» **READING TEXT**:
Of these three, only lambda-expressions are hierarchical, because both natural numbers 
and strings are linear. 

§3 Review 

11 • Now I ask you to read WOU as if you were me, that is, using the concepts seen 
in §2. In particular, I beg you please to be specially aware of the word ‘recursion’, and 
remember its meaning, as explained in §2, every time it is mentioned. 

§3.1 Uncontroversial, page 9 

11 • After stating that language is basically hierarchical and unbounded, and not linear, 
B&C write in page 9 (emphasis in the original): “Not only do hierarchical properties rule 
the roost in human syntax, they have no real upper bound, [...]. If one subscribes to the 
Church- Turing thesis along with the assumption that the brain is finite, then there is no 
way out: we require some notion of recursion to adequately describe such phenomena. 
So much is uncontroversial.” 

12 • I subscribe to the Church- Turing thesis, to the finiteness of the brain, and to the 
hierarchical and unbounded nature of syntax, and yet I had to write my first question 
mark near the word ‘ require ’ in my new and pristine copy of WOU. 

13 • To me, recursion is required to allow any possible effective calculation on an infinite 
enumerable set, be it hierarchical or linear, but I do not think they were meaning that, 
because they were insisting in the hierarchical and non-linear nature of language. On the 
other hand, I was only in page 9. 

§3.2 Iterated without bound, page 70 

11 ■ In page 70, B&C define “the simplest mode of recursive generation: an operation 
that takes two objects already constructed, call them X and Y, and forms from them 
a new object that consists of the two unchanged, hence simply the set with X and Y 
as members. We call this optimal operation Merge. Provided with conceptual atoms of 
the lexicon, the operation Merge, iterated without bound, yields an infinity of digital, 
hierarchically structured expressions.” This deserves two notes.

» **EXTRACTED INFORMATION**:
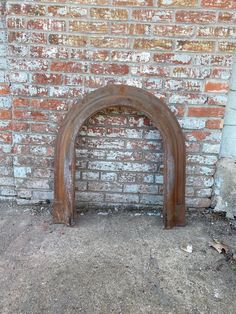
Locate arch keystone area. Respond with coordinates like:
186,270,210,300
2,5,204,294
53,85,186,229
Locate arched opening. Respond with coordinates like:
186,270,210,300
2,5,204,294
75,106,164,213
53,85,186,228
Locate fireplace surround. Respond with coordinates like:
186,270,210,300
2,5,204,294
53,85,186,229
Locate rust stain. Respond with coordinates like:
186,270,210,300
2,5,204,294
53,85,186,229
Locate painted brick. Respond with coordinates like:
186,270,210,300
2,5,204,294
0,0,232,209
205,80,229,93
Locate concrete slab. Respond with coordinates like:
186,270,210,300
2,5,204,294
0,205,236,314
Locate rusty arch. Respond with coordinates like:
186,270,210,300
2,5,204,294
53,85,186,228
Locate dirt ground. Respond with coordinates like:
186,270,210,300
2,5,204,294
0,204,236,314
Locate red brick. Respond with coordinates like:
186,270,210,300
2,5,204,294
201,0,236,9
177,40,215,52
32,73,63,85
90,8,128,21
206,119,224,129
176,10,217,24
153,25,194,37
51,61,87,73
7,3,46,16
153,53,193,65
188,107,225,118
8,32,47,44
90,36,129,48
69,21,109,33
218,12,236,25
0,83,10,95
0,109,11,120
111,23,151,35
134,39,173,50
112,0,153,6
133,9,174,22
205,80,229,93
91,63,129,75
48,34,88,47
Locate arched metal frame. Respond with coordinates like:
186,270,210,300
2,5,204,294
53,85,186,229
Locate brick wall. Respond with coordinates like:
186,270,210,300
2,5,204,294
0,0,236,211
0,1,16,200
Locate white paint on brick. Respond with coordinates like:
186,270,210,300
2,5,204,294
14,167,32,178
179,117,206,130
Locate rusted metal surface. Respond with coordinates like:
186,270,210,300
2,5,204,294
53,85,186,229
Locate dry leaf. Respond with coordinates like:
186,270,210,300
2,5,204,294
209,239,230,254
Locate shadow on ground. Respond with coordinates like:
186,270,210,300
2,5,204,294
0,206,236,314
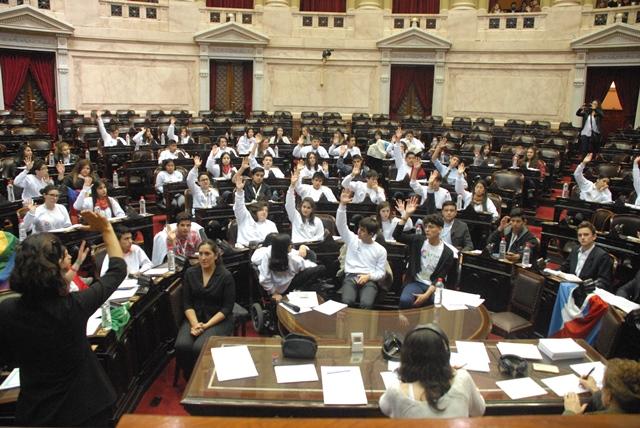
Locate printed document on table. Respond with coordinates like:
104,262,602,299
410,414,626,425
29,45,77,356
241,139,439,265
211,345,258,382
320,366,367,404
542,373,587,397
496,377,547,400
496,342,542,360
313,300,347,315
273,364,318,383
569,361,606,388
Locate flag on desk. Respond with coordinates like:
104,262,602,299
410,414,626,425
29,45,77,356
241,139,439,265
547,282,609,345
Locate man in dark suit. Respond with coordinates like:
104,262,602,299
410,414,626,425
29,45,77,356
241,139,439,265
560,221,613,291
244,167,271,203
393,198,456,309
576,100,604,156
440,201,473,251
487,208,540,263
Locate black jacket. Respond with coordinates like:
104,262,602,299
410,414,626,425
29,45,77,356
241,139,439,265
393,223,456,287
0,258,127,426
560,246,613,291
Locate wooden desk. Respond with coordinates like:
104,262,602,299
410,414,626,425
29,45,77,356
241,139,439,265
277,305,491,341
181,337,604,417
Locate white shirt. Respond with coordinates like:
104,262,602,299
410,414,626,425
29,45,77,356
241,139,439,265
24,204,71,233
284,187,324,244
573,163,612,203
100,244,153,276
233,190,278,247
336,205,387,281
342,174,387,205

» **EXERCISE DETAILS**: Quote the entire passage on recursion above, word for word.

» **WRITTEN SOLUTION**:
Of these three, only lambda-expressions are hierarchical, because both natural numbers 
and strings are linear. 

§3 Review 

11 • Now I ask you to read WOU as if you were me, that is, using the concepts seen 
in §2. In particular, I beg you please to be specially aware of the word ‘recursion’, and 
remember its meaning, as explained in §2, every time it is mentioned. 

§3.1 Uncontroversial, page 9 

11 • After stating that language is basically hierarchical and unbounded, and not linear, 
B&C write in page 9 (emphasis in the original): “Not only do hierarchical properties rule 
the roost in human syntax, they have no real upper bound, [...]. If one subscribes to the 
Church- Turing thesis along with the assumption that the brain is finite, then there is no 
way out: we require some notion of recursion to adequately describe such phenomena. 
So much is uncontroversial.” 

12 • I subscribe to the Church- Turing thesis, to the finiteness of the brain, and to the 
hierarchical and unbounded nature of syntax, and yet I had to write my first question 
mark near the word ‘ require ’ in my new and pristine copy of WOU. 

13 • To me, recursion is required to allow any possible effective calculation on an infinite 
enumerable set, be it hierarchical or linear, but I do not think they were meaning that, 
because they were insisting in the hierarchical and non-linear nature of language. On the 
other hand, I was only in page 9. 

§3.2 Iterated without bound, page 70 

11 ■ In page 70, B&C define “the simplest mode of recursive generation: an operation 
that takes two objects already constructed, call them X and Y, and forms from them 
a new object that consists of the two unchanged, hence simply the set with X and Y 
as members. We call this optimal operation Merge. Provided with conceptual atoms of 
the lexicon, the operation Merge, iterated without bound, yields an infinity of digital, 
hierarchically structured expressions.” This deserves two notes.